■ Your objective:
Please answer these questions from the text below on political bias in academe:
1. What explanation do Langbert, Quain, and Klein advance for the left's domination of academe?
2. Which two books does the authors' quoted statement name as representing a trend?
3. What is the title of the book by English Professor Donald Lazere?

■ Supplied text:
The subject of the left’s domination of academe has been hotly debated, with different explanations offered. The explanation advanced by Langbert, Quain, and Klein is “groupthink,” which is the tendency for people to prefer to associate with individuals who hold similar beliefs and to avoid people who robustly disagree. That is especially true in the academic world, where ideas count for almost everything. Also, because academic hiring is controlled by departments, once an ideological slant sets in, groupthink drives them toward ever-greater uniformity.

Related: The Leftist Intellectuals Hovering over the Campus

What this means is that non-leftist students face — and let’s use the right word here — discrimination if they want to pursue a teaching career in these (and quite a few other) disciplines. Knowing that, most of them turn to more hospitable academic fields or look for employment outside of academe after graduation.

The big question is whether this matters. Leftists tend to make light of studies like this one, arguing that voter registration tells us nothing about the way professors conduct their courses. Overwhelmingly, they assert, these professors are devoted scholars who teach their courses without any bias. The authors, however, think otherwise, writing, “Works like Jonathan Haidt’s The Righteous Mind (2012) and Christian Smith’s The Sacred Project of American Sociology (2014) represent a trend toward recognizing that scholarly interpretations and judgments are inseparable from a scholar’s sense of duty to higher purpose.”

That “higher purpose” is to serve as “change agents” as many professors admit they see their role. Sometimes we come across confessions from “progressive” faculty members that they feel proud and justified in teaching with a leftist bias to overcome what they see as the lamentable “right-wing” upbringing of many of their students. A good example is the book by English Professor Donald Lazere entitled Why Higher Education Should Have a Leftist Bias. (I wrote about that book here.)

So the classes taught by these professors probably won’t be taught without some ideological slant, and frequently with a very strong one. Even if students aren’t entirely “flipped” from right to left, the constant promulgation of leftist ideas is certain to affect quite a few of them, making “middle-of-the-road” students more inclined to accept leftist notions and making those who were already leaning that way into Social Justice Warrior types, the students who have been responsible for so much turmoil on campuses in recent years.

■ Extracted information:
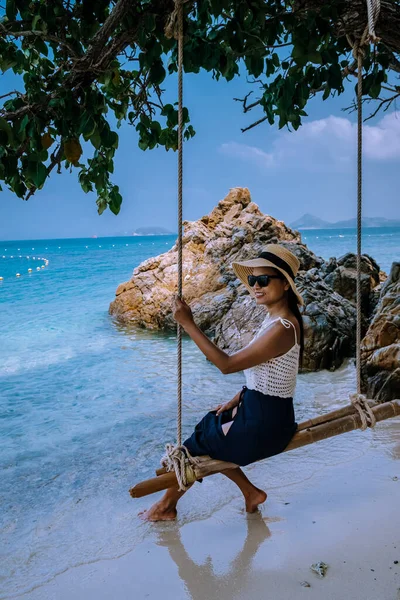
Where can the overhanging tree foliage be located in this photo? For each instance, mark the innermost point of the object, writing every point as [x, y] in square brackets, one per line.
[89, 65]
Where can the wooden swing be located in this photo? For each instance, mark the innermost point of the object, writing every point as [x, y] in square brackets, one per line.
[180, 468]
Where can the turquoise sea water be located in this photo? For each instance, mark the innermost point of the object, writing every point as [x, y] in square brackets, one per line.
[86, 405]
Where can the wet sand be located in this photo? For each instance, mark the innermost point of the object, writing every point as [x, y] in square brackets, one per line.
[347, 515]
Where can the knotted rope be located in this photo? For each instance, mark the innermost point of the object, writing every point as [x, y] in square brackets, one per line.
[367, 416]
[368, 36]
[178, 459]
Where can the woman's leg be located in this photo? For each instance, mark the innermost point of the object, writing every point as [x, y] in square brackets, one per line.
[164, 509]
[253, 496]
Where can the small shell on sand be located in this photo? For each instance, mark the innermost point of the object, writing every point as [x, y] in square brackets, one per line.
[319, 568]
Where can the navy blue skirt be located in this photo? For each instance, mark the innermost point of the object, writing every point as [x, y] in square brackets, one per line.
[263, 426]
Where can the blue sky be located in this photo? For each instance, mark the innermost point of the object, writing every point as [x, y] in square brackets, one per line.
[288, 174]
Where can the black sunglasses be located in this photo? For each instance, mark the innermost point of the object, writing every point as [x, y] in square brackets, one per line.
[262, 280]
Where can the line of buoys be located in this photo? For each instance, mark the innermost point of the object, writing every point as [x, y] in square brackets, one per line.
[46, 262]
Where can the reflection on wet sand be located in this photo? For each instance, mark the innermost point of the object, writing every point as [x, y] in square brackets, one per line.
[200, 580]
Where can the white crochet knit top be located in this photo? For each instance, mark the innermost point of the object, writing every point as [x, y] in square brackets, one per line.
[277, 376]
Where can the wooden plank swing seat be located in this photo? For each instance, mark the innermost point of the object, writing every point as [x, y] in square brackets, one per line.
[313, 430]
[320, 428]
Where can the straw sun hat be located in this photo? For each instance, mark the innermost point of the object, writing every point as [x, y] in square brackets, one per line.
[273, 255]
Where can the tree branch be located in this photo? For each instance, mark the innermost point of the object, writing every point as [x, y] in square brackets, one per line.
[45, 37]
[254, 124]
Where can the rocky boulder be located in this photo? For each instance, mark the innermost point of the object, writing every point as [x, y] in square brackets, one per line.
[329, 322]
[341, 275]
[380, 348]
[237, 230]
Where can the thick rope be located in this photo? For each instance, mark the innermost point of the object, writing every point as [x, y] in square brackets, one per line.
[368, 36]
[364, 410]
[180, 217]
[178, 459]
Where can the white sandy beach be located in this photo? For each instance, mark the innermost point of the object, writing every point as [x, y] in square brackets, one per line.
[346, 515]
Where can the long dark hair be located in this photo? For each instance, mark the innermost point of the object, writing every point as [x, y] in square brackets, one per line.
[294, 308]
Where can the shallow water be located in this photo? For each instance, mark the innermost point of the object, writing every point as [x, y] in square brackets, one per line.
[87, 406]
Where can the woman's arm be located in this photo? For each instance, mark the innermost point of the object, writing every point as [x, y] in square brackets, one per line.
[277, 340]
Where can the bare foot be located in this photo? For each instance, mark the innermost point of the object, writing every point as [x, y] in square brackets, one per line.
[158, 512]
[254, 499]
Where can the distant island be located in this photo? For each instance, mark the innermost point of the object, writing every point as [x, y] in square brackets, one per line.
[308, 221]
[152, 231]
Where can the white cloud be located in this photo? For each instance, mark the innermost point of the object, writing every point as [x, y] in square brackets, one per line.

...

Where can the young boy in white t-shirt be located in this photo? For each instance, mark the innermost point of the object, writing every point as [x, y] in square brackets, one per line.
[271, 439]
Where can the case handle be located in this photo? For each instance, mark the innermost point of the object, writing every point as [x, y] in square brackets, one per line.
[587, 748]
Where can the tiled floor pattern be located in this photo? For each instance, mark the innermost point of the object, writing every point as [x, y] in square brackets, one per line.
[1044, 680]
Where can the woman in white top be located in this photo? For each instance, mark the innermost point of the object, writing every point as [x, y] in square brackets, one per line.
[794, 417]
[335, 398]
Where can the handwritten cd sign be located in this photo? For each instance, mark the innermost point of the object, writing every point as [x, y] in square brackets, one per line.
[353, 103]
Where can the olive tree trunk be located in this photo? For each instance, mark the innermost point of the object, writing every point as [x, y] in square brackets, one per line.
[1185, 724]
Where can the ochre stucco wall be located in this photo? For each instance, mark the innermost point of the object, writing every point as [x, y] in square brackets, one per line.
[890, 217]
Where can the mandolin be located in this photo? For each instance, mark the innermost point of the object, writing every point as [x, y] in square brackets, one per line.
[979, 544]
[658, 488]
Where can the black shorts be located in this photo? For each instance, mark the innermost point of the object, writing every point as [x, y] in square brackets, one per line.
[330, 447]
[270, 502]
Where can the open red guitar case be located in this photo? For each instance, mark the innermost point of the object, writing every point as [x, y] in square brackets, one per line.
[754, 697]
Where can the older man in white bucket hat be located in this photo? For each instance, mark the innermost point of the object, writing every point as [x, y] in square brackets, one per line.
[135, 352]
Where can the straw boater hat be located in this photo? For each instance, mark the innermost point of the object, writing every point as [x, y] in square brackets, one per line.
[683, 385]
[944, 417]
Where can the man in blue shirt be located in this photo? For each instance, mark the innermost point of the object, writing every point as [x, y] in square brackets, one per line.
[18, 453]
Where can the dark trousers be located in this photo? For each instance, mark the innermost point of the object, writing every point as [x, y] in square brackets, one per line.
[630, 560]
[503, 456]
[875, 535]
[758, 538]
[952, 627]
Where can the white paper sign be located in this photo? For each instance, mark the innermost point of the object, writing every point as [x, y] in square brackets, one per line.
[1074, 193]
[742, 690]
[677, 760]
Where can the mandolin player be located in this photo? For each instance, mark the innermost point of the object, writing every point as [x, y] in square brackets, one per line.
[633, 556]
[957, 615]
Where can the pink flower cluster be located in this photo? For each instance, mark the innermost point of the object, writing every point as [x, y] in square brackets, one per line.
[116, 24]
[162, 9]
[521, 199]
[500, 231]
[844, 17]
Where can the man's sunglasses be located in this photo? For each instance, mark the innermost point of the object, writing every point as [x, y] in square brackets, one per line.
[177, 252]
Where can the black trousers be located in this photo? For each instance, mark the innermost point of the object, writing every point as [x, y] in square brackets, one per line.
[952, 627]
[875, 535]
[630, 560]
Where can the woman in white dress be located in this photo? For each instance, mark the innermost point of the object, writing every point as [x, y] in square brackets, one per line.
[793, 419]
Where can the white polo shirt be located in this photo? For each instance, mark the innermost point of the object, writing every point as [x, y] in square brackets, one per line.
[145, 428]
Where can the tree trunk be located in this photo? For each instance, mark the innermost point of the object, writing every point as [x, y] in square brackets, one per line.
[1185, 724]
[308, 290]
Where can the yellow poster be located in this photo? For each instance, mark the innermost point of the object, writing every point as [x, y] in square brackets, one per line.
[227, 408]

--

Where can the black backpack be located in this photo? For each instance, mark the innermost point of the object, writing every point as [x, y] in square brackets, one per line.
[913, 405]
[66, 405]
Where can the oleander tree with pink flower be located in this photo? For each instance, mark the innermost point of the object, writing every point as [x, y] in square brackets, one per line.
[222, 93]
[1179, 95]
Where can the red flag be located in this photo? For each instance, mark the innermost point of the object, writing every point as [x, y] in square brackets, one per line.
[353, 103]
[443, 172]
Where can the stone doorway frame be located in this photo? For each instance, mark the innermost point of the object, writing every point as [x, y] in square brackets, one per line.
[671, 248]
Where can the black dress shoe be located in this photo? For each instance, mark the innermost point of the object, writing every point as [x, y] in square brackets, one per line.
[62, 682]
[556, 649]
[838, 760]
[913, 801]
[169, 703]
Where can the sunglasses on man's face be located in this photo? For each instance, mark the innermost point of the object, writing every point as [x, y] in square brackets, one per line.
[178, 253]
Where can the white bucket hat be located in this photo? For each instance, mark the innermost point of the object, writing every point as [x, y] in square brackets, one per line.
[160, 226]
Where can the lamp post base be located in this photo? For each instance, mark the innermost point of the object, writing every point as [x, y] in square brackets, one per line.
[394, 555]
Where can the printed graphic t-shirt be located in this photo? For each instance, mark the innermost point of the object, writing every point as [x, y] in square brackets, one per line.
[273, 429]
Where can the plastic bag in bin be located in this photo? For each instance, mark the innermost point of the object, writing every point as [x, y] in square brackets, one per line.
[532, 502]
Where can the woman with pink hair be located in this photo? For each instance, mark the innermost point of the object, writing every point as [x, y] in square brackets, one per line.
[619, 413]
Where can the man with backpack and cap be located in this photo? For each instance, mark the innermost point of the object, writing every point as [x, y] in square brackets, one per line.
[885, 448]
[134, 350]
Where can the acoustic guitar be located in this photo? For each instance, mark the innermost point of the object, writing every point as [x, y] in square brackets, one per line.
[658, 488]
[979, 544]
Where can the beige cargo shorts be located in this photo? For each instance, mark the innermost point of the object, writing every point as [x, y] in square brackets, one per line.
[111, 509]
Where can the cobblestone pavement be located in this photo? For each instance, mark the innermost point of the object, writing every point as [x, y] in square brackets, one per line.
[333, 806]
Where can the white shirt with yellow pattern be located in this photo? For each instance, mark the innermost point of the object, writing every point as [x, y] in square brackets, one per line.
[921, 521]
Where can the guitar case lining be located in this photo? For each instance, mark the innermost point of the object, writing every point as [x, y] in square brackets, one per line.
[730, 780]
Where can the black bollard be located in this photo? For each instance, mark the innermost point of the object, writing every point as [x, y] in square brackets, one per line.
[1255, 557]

■ The response:
1. Groupthink.
2. Jonathan Haidt's The Righteous Mind (2012) and Christian Smith's The Sacred Project of American Sociology (2014).
3. Why Higher Education Should Have a Leftist Bias.